**Énoncé de l'exercice**
Recopiez mot pour mot, s'il vous plaît, tout le passage de l'article ci-dessous, depuis « 2. Un acteur » jusqu'à « d'indétermination des organisations. ».

**Article**

2. Un acteur pragmatique adoptant une stratégie
Les apports de M. Crozier et E. Friedberg (1977) sont sans doute parmi
les plus connus et utilisés en sciences de gestion[5]. S'ils constituent
l'un des fondements des théories sociologiques de l'organisation, ils ne
manquent pas non plus d'implications pour les spécialistes de GRH, tant
pour les postulats de base sur lesquels repose cette approche que pour la
grille d'analyse des situations de travail qu'elle propose.
Les auteurs partent du fort degré d'indétermination des organisations.
Même si les facteurs économiques ou technologiques jouent un rôle, ils ne
suffisent pas à façonner l'organisation, qui est toujours une construction
sociale particulière, un cas spécifique à étudier en tant que tel.

**Données fournies**
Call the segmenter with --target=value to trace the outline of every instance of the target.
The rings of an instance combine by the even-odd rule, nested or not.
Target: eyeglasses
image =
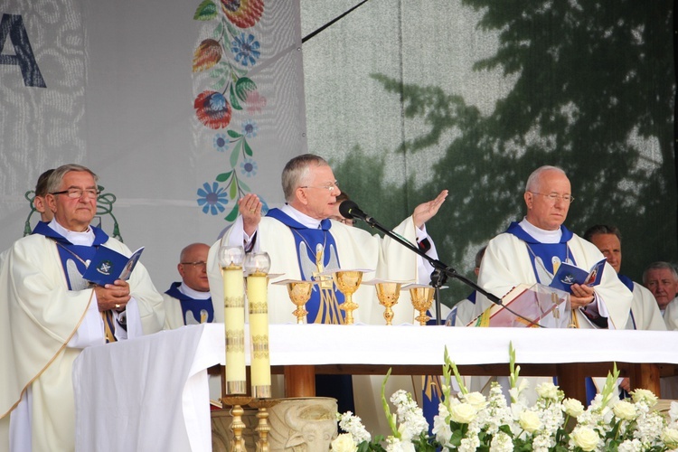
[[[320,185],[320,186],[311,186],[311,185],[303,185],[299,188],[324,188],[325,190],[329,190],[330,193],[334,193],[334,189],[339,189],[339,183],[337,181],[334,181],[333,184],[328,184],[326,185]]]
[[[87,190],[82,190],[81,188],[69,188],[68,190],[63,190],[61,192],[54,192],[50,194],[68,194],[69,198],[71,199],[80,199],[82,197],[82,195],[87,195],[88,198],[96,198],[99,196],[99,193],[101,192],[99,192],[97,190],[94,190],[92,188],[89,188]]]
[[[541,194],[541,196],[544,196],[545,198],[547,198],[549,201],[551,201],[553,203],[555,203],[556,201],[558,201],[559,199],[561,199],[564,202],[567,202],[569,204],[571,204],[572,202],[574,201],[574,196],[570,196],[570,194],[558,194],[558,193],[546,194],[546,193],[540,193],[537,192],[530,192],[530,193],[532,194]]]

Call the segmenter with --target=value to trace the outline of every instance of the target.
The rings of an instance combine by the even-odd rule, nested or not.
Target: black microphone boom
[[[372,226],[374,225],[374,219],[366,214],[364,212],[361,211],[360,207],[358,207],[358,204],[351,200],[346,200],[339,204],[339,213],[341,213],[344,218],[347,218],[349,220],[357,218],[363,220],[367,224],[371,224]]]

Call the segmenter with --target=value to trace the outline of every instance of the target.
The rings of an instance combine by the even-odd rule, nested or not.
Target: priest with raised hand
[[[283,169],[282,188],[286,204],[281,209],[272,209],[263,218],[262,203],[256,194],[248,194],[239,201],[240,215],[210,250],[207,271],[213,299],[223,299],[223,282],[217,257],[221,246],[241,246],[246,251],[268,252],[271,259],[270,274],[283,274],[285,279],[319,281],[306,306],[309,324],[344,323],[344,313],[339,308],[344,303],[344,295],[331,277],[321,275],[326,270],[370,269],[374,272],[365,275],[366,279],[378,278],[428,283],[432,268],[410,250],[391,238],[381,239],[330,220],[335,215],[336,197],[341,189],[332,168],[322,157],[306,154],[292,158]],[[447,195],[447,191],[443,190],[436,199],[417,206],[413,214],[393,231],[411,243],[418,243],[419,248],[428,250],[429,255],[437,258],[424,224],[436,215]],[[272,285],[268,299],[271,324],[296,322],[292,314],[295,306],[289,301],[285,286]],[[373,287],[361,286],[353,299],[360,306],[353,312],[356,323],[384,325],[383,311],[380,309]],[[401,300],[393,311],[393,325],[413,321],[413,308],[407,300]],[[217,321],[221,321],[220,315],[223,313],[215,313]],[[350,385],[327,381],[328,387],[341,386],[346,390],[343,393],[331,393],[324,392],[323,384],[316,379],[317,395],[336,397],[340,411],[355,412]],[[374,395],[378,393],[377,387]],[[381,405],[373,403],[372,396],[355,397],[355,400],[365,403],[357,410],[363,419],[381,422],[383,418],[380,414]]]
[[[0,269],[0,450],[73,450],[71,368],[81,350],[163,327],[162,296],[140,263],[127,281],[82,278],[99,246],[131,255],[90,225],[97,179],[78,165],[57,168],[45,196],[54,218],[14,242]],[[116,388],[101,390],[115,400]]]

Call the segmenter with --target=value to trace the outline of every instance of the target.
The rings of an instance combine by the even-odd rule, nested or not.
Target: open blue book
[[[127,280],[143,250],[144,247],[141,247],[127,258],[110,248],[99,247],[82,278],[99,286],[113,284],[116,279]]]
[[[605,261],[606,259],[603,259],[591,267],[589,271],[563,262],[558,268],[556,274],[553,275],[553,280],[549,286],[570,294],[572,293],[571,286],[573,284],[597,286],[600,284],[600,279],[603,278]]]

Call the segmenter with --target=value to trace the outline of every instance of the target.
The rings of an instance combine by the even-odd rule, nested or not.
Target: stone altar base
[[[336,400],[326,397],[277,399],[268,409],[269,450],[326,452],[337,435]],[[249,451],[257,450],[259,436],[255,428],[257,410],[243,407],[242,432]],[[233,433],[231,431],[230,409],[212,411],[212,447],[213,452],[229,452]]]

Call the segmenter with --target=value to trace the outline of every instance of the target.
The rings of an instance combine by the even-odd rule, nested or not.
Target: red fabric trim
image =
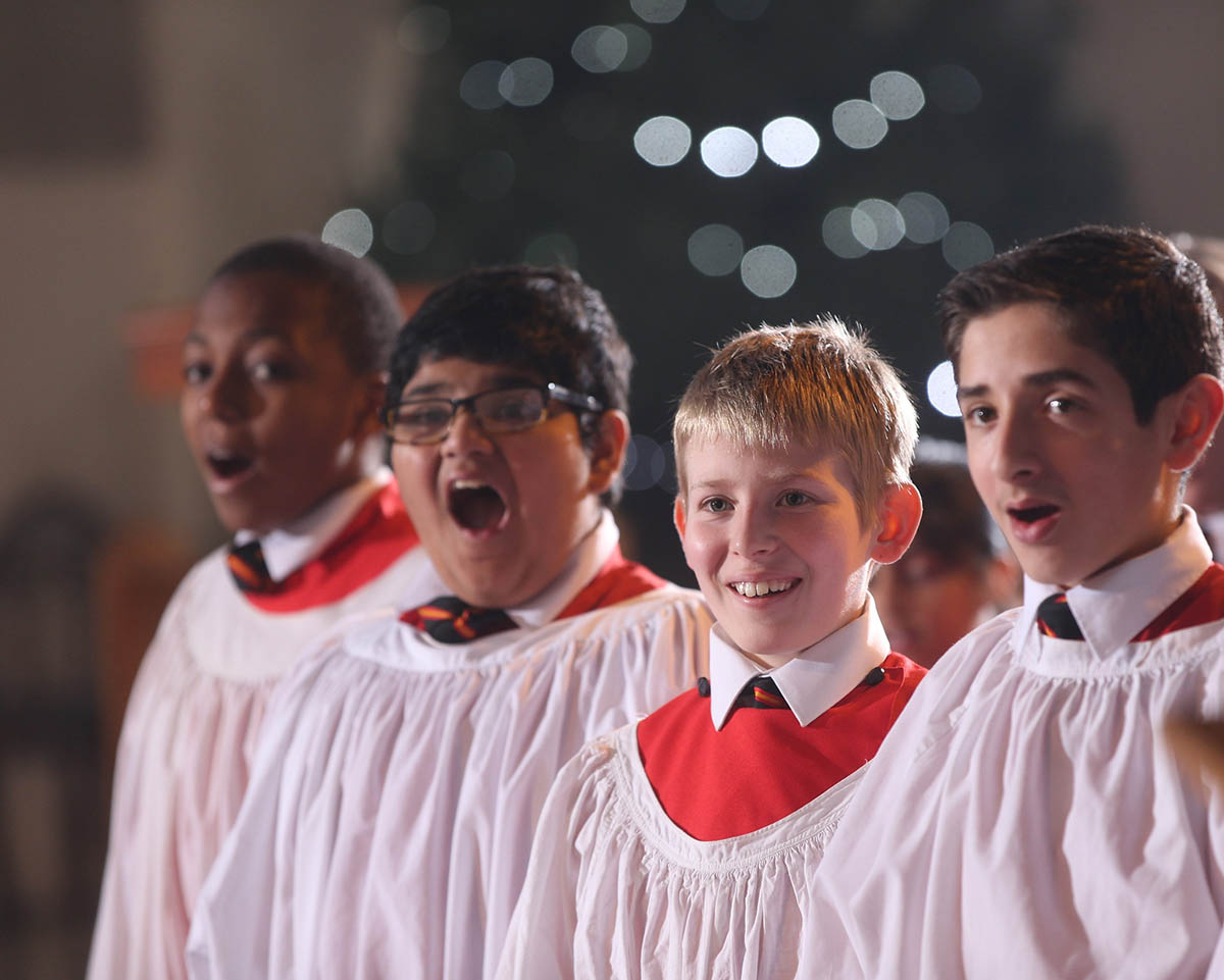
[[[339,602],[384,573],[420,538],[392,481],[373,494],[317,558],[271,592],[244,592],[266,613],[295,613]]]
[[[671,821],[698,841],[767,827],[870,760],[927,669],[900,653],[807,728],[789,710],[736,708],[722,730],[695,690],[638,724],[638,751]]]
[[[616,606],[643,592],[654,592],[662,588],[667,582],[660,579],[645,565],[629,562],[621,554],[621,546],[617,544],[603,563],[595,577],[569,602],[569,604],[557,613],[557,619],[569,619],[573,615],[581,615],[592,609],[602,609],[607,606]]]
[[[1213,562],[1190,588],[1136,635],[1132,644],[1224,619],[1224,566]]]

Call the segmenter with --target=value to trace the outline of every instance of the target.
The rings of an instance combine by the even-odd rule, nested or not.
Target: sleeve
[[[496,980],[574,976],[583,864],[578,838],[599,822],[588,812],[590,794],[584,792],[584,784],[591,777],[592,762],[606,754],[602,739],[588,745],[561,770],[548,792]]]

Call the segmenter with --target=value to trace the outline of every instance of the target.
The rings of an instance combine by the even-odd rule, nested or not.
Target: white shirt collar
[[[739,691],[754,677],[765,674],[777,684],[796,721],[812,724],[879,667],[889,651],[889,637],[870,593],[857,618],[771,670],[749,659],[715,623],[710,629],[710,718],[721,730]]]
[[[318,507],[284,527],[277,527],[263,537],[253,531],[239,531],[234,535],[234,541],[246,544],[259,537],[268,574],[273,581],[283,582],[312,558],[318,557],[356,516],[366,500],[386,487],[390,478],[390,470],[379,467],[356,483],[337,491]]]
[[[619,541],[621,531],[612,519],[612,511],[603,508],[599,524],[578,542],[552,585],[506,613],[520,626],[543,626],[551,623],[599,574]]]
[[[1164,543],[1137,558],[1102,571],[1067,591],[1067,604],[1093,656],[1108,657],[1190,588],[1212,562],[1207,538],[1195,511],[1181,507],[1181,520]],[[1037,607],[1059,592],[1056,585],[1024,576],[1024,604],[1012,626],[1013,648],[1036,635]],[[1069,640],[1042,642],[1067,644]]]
...
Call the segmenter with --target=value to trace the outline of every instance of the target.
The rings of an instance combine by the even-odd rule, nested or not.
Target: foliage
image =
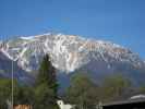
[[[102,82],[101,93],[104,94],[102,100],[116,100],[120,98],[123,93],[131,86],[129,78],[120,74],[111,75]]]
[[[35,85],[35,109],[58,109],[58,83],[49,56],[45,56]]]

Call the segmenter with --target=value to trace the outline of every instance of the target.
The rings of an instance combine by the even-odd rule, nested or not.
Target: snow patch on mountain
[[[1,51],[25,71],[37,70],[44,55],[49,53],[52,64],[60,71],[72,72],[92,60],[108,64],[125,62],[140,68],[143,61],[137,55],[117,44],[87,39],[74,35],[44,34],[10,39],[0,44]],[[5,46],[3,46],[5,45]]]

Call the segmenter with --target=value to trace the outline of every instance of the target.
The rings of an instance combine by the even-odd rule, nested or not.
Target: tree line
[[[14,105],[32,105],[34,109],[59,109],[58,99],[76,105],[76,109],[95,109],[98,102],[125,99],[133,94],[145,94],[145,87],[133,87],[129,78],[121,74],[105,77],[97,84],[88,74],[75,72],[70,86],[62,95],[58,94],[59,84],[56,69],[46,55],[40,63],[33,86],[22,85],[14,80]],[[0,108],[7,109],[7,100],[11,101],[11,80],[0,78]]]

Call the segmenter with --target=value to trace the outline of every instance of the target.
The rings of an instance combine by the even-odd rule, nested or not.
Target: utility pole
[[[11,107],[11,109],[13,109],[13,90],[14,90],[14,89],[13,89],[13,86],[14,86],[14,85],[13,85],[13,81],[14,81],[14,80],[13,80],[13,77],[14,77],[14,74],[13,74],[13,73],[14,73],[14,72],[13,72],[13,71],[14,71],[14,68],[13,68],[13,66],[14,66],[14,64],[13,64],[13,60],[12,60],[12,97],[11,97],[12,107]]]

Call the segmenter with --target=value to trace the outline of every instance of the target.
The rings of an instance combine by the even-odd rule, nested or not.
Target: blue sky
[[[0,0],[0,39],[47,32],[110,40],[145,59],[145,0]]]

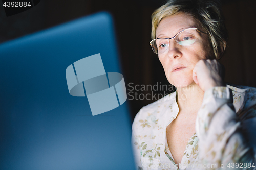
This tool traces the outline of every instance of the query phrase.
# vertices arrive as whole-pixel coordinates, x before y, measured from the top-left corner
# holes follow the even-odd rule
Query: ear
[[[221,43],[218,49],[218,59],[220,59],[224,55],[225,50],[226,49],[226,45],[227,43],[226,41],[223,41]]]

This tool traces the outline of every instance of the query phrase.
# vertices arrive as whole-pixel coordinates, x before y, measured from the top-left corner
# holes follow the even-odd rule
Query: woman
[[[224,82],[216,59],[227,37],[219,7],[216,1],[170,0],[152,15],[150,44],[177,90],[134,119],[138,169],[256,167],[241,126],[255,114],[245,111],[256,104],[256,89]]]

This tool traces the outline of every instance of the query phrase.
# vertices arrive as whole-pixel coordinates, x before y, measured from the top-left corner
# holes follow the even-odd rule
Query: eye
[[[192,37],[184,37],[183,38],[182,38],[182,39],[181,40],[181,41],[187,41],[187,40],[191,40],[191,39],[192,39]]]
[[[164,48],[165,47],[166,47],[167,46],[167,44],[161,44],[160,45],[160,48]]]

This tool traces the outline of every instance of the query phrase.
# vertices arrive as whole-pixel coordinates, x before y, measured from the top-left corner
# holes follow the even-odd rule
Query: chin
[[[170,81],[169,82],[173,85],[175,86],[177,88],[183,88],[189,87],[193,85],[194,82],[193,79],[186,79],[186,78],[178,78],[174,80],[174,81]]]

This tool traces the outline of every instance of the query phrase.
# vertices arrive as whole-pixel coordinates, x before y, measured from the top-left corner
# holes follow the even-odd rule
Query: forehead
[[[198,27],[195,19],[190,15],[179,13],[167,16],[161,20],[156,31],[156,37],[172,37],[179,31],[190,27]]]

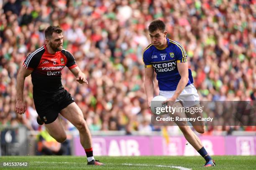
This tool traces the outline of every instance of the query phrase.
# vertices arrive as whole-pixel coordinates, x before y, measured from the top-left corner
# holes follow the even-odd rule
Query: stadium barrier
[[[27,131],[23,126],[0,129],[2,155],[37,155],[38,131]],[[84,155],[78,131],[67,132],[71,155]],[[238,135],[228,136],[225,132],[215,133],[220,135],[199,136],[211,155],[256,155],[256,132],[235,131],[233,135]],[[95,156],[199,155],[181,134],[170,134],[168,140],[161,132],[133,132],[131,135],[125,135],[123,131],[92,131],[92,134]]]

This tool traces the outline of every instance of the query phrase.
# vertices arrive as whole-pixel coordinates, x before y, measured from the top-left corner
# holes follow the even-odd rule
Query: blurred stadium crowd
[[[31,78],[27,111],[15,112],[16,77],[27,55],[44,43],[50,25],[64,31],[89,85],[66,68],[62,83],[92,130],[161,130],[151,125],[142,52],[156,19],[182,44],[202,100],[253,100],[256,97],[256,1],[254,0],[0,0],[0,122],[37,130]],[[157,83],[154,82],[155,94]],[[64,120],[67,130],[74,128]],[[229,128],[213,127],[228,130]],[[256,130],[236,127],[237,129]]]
==
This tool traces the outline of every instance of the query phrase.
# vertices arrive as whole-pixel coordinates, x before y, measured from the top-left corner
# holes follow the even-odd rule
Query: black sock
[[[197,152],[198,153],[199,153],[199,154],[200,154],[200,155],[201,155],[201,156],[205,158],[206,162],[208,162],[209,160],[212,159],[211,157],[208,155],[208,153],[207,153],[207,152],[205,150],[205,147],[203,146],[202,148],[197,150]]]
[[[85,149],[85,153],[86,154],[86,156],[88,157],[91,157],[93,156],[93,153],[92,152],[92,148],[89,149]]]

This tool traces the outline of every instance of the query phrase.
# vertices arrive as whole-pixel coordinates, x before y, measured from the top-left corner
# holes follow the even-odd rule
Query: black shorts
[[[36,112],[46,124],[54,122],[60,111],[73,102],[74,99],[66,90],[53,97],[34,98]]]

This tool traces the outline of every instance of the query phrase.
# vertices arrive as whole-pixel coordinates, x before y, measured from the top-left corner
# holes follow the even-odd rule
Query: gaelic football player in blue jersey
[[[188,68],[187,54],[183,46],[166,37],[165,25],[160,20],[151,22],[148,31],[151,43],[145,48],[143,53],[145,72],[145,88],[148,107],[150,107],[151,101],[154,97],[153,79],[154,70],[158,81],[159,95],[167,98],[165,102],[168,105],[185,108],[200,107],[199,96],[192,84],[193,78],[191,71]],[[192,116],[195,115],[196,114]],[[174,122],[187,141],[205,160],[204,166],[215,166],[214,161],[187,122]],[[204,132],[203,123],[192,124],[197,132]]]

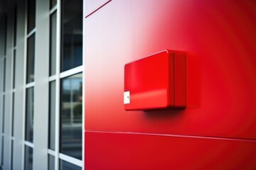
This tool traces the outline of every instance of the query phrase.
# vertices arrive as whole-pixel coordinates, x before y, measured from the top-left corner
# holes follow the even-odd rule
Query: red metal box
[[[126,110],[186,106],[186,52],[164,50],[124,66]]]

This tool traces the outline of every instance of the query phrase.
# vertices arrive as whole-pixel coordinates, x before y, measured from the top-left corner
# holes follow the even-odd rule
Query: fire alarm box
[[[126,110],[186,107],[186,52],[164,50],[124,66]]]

**Exercice corrigé**
2. Un acteur pragmatique adoptant une stratégie
Les apports de M. Crozier et E. Friedberg (1977) sont sans doute parmi
les plus connus et utilisés en sciences de gestion[5]. S'ils constituent
l'un des fondements des théories sociologiques de l'organisation, ils ne
manquent pas non plus d'implications pour les spécialistes de GRH, tant
pour les postulats de base sur lesquels repose cette approche que pour la
grille d'analyse des situations de travail qu'elle propose.
Les auteurs partent du fort degré d'indétermination des organisations.